EXERCISE GOAL
In the records below, find the line with "Target = ocean" and the line with "Target = distant building"; return exactly those lines and every line between them.

DATA FOR ANALYSIS
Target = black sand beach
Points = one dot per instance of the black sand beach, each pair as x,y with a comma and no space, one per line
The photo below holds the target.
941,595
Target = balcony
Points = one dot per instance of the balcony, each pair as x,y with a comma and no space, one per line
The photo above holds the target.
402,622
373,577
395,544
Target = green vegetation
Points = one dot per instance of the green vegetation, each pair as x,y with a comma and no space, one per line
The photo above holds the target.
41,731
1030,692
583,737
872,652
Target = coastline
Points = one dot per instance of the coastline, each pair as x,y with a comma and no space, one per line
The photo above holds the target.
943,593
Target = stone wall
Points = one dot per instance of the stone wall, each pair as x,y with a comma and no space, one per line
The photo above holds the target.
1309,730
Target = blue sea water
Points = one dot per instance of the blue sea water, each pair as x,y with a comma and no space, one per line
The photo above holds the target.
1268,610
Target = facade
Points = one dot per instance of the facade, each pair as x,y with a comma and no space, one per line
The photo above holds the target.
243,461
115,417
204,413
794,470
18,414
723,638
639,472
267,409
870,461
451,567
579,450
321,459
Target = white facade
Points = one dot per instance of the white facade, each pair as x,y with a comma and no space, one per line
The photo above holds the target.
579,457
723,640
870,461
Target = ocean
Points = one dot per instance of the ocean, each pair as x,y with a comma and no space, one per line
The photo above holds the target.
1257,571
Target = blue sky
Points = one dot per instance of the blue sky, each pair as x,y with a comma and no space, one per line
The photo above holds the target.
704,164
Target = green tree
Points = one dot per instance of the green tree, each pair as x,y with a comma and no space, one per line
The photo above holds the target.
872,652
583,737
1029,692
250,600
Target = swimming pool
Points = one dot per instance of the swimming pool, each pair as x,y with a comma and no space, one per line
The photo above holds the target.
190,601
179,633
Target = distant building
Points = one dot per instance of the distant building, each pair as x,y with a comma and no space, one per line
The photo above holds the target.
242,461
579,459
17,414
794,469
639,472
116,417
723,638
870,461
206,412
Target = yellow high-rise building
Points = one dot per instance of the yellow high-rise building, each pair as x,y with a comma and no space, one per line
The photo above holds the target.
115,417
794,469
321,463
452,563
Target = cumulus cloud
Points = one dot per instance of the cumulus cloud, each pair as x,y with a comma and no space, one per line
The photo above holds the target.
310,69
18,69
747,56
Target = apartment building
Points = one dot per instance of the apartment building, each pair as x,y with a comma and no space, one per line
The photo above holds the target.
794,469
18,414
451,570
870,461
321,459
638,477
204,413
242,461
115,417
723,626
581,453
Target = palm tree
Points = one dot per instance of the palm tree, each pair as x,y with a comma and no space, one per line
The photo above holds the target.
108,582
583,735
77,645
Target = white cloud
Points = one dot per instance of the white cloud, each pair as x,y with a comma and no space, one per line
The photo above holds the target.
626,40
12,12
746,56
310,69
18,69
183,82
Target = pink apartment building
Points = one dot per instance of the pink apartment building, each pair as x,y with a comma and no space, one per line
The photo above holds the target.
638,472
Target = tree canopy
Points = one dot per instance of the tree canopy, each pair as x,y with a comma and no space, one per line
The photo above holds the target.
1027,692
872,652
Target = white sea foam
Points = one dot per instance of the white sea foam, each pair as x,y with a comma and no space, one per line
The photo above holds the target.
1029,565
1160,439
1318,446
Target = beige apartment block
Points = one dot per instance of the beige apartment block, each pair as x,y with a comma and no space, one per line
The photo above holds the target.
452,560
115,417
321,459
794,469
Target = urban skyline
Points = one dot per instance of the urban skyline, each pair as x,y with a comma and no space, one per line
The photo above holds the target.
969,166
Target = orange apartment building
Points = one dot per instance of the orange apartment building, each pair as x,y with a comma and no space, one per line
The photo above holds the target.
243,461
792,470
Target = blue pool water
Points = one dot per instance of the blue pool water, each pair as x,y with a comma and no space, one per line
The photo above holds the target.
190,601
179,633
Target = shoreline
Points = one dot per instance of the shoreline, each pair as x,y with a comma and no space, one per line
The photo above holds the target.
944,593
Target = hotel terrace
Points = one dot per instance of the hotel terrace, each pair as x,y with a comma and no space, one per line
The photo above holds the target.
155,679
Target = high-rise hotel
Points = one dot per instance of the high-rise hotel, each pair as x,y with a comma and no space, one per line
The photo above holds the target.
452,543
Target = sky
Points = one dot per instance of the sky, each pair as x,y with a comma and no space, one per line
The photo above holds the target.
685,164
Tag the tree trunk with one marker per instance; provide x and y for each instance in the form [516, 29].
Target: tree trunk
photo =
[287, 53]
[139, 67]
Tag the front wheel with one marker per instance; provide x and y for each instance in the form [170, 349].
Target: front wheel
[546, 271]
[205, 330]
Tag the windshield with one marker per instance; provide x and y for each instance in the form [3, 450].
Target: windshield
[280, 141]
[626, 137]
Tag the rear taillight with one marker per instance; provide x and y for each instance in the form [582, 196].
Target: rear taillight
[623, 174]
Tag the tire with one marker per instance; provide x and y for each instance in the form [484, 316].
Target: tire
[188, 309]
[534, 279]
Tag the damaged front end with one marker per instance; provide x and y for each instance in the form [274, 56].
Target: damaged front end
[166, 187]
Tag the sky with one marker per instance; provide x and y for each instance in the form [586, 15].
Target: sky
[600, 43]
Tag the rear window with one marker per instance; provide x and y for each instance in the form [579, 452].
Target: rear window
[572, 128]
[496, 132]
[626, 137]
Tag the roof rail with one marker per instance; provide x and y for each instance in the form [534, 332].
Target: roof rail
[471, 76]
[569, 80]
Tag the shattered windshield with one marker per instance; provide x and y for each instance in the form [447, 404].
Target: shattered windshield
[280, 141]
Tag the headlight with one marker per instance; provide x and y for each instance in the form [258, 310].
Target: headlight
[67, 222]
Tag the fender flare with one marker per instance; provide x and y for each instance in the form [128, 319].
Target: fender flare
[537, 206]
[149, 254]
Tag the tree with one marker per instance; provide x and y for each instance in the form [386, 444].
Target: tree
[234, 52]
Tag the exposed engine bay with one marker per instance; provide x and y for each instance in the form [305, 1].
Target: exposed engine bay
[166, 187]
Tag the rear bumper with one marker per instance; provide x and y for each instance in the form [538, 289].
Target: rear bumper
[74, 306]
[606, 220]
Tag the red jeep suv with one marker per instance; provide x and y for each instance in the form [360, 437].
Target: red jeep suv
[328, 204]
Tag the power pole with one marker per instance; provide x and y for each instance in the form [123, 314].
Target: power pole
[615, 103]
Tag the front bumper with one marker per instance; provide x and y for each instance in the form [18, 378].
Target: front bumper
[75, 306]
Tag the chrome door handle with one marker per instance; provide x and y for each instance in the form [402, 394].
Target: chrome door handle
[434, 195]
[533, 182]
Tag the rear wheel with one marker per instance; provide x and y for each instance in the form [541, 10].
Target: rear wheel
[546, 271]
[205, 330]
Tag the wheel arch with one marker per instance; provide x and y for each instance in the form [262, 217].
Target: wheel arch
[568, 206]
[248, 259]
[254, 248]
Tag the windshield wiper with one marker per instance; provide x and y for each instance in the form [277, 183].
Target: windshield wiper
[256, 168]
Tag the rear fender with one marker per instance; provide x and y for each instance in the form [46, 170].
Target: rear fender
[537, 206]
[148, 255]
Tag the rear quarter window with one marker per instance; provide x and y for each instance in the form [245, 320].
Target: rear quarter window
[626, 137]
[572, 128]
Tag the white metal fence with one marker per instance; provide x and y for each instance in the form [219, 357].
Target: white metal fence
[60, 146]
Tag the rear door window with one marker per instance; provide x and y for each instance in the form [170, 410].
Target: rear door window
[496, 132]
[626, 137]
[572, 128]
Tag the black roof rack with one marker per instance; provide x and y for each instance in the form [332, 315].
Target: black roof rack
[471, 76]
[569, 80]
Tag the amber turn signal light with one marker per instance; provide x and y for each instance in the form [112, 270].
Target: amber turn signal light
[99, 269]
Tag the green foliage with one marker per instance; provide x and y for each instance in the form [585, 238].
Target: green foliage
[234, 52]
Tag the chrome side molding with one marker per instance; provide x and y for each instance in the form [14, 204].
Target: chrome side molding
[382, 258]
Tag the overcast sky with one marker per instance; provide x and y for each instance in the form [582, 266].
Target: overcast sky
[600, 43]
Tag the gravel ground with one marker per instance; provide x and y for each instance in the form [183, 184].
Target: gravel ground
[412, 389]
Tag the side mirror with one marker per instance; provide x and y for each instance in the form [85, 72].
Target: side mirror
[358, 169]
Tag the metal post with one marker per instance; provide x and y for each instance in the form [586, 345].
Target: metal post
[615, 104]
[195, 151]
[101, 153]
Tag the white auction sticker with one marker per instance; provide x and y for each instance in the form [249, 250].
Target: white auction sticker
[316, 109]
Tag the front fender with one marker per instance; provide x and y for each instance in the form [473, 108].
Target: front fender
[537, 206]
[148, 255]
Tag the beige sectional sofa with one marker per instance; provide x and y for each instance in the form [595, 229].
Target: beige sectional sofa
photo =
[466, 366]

EXERCISE ANSWER
Target = ocean
Points = one dot per instance of the ocean, each pair as x,y with a comma and no space, one per line
The photo above holds the target.
1257,571
Target = blue sky
Points = one dot per instance of the blue sky, each pair as x,y with a comma and no space, one per line
The photo above holds the target.
704,164
Target = green tree
Points = one dot per instance of the green tree, each pair as x,y with a comma and no space, one per line
The photo above holds the target.
872,652
583,737
1029,692
250,600
Target = swimming pool
Points = one dot per instance of the swimming pool, each pair as x,y with a comma and no space, one per line
The photo above holds the target.
190,601
179,633
Target = distant building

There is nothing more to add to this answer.